What to work on:
1: In the interview with Chuck Harmony, rewrite the paragraph that begins "CK: I started music when I was really young" more briefly, keeping its main facts.
2: Extend the interview with Chuck Harmony about music and the music business, starting after its final answer.

Text under study:
Chuck Harmony: My experience is they are all the same for the most part. Unfortunately, we expect creativity to be and the forefront of everyone’s mind in the music business, but in actuality and in most cases, creativity takes a backseat to the business aspect. We understand that everyone is trying to be profitable, we just wish they placed more emphasis on creativity.
20W: What was your biggest inspiration for your music?
CH: I don’t even know where my passion came from, it was supernatural. Nobody pushed me into playing or introduced me to it. My musical inspiration though is Michael Jackson, Thriller especially. Other than that, it just kind of fell into my lap. Music chose me.
CK: I started music when I was really young, so it was not as much of a passion but more of an addiction. When I heard Bob Marley for the first time, I knew I wanted to do what he was doing, and I have been trying to chase that feeling ever since. You know when you get that chill down your spine when you’re doing something you love? That’s how I feel when I’m playing music, and that’s the feeling I’m always trying to chase.
20W: What is your take on the messages portrayed through hip-hop and pop music today?
CH: One of the reasons we formed Louis York was in response to the poor messaging and today’s pop culture. We really wanted to portray positive and well thought out messages through our music. I’m personally really frustrated with the messages in today’s music. A lot of artists go in the studio just to stroke their egos, nobody is touched by their music. It shows pop culture in a negative manner, and we want to do our part to change this.
CK: The women we know are not the women that are being described in those songs. Who are they even talking to or about? There are intelligent people out there that are not getting songs they can relate to and we’re trying to change that.
20W: How do you feel about the digitalization and monetization of music? What is your take on digital streaming services such as Spotify or Deezer?
CH: It’s hard because it’s so new and we have to relearn the process of selling music. It’s hard to find out what’s good or bad about it just yet. I think artists should get paid for their work since it is intellectual property, and the streams should count.

Entries provided:
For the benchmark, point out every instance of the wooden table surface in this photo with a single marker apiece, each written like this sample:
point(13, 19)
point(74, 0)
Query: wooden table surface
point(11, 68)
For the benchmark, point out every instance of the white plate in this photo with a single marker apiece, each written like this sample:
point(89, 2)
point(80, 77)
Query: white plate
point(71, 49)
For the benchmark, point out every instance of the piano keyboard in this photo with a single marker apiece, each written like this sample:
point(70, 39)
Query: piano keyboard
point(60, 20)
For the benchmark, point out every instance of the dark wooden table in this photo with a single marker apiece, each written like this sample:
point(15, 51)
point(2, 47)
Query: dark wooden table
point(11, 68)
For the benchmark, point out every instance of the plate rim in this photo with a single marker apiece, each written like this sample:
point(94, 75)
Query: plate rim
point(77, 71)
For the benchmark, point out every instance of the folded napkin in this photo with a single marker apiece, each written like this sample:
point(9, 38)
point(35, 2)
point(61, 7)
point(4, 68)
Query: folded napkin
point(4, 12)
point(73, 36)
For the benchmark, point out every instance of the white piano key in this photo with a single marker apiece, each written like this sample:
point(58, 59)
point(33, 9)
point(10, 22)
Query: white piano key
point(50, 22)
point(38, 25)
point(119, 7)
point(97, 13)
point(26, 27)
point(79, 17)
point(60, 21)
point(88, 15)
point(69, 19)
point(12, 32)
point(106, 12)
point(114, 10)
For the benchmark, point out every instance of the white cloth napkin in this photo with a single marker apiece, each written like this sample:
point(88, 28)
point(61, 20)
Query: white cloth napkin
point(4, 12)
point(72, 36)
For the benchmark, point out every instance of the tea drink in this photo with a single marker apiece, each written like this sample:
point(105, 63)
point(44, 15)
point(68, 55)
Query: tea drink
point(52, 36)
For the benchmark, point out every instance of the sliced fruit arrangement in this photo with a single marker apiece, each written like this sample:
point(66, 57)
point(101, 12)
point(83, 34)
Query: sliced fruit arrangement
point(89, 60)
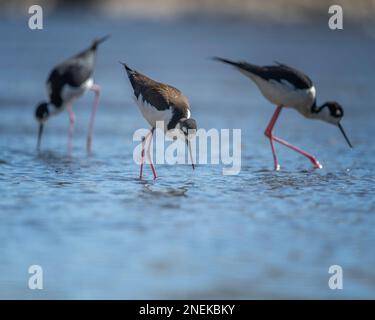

Answers for this exercise:
1: I began music very young, so it was less a passion than an addiction. Hearing Bob Marley for the first time made me want to do what he did. Ever since, I've been chasing the chill down the spine that I get when playing music.

2:
CK: To put yourself in our shoes, as veteran song writers we believe that you should get paid for your work and the amazing art you put out. At the same time though, streaming has become this novel new idea to share your music. You want creative and talented artists to break through the mold and out of the box and challenge the system and be heard. You want everyone to share their music so we can learn from each other, but it’s a struggle because you want people to get paid. There isn’t a good system in place yet to protect the artist’s music on streaming, and there needs to be change and demand from the top down.
20W: Since music is readily available for almost everyone, what is your feeling on people’s belief that music should be free?
CH: People don’t regard all the work that is put into the music, and believe that they have a right to free music, but just like any other product someone makes it deserves to be paid for.
CK: I’ll give you a good example of this. The first lady came out recently with her Spotify playlist, and one of the songs I wrote was on there. I thought that was great and I’m glad she included it, but nobody knows how to get paid by Spotify yet so that’s exposure I’m not getting paid for. On the flip side, if the first lady came out in an amazing dress and never said who designed it and told everyone to go get the dress for free, heads would roll.
20W: Okay, last question I promise. I know you both have religious backgrounds, did religion have any impact on the creation of your music?
CH: It really had an effect, not just on my personal life, but on how I do music. I was introduced to music through hymns and gospel music and I can hear that influence still in my music today. It has had a huge impact on my life and how I look at the world.
CK: Same here it was a foundation for me. Hymns, classical, and praise and worship music is tried and true and if all else fails, I know I can always go back to making that music. We had that traditional upbringing and that makes us and our music unique.